• Task objective:
The complete listing below should be transcribed precisely.

--- Data shown Enclosed Below ---

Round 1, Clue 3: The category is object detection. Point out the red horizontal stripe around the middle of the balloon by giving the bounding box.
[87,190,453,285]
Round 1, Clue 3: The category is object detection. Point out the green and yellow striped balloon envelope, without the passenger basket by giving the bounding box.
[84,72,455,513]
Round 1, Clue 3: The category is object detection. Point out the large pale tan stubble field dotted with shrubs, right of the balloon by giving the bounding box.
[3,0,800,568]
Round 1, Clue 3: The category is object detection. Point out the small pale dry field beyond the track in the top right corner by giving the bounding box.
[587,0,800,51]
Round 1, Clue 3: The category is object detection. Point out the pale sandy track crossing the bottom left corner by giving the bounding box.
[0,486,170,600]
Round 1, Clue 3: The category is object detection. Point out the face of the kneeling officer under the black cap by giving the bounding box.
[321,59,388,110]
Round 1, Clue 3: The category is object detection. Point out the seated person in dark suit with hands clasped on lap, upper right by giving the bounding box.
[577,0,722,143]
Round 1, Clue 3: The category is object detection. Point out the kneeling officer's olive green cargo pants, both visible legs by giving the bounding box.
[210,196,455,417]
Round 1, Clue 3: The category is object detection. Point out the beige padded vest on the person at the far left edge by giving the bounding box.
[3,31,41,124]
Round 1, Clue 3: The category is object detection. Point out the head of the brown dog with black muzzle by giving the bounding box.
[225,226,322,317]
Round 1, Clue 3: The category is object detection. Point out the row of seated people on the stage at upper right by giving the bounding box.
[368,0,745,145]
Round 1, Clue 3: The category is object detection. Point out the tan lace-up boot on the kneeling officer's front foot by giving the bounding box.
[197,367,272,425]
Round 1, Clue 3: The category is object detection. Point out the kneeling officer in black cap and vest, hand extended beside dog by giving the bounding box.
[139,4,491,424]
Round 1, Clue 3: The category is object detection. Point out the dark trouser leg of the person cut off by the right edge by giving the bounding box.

--- End of Enclosed Data shown ---

• Solution to the exercise:
Round 1, Clue 3: The category is object detection. Point out the red horizontal stripe around the middle of the balloon by giving the bounding box.
[87,190,453,285]
Round 1, Clue 3: The category is object detection. Point out the green and yellow striped balloon envelope, without the passenger basket by giving the bounding box.
[84,72,455,513]
Round 1, Clue 3: The category is object detection. Point out the large pale tan stubble field dotted with shrubs, right of the balloon by giving the bounding box.
[3,0,800,568]
Round 1, Clue 3: The category is object detection. Point out the small pale dry field beyond the track in the top right corner by giving the bounding box.
[587,0,800,51]
Round 1, Clue 3: The category is object detection. Point out the pale sandy track crossing the bottom left corner by giving the bounding box.
[0,486,170,600]
Round 1, Clue 3: The category is object detection. Point out the face of the kneeling officer under the black cap by giving the bounding box.
[321,59,388,110]
Round 1, Clue 3: The category is object detection. Point out the seated person in dark suit with hands clasped on lap, upper right by giving the bounding box.
[577,0,722,143]
Round 1, Clue 3: The category is object detection. Point out the kneeling officer's olive green cargo pants, both visible legs by giving the bounding box.
[210,196,455,417]
Round 1, Clue 3: The category is object detection. Point out the beige padded vest on the person at the far left edge by giving the bounding box.
[3,31,41,124]
Round 1, Clue 3: The category is object detection. Point out the head of the brown dog with black muzzle by giving the bounding box.
[225,226,322,317]
Round 1, Clue 3: The category is object detection. Point out the row of seated people on the stage at upper right by giving the bounding box.
[368,0,745,145]
Round 1, Clue 3: The category is object detection. Point out the tan lace-up boot on the kneeling officer's front foot by giving the bounding box.
[197,367,272,425]
Round 1, Clue 3: The category is object detection. Point out the kneeling officer in black cap and vest, hand extended beside dog by giving the bounding box.
[139,4,491,424]
Round 1, Clue 3: The category is object detection. Point out the dark trouser leg of the person cut off by the right edge by giving the bounding box.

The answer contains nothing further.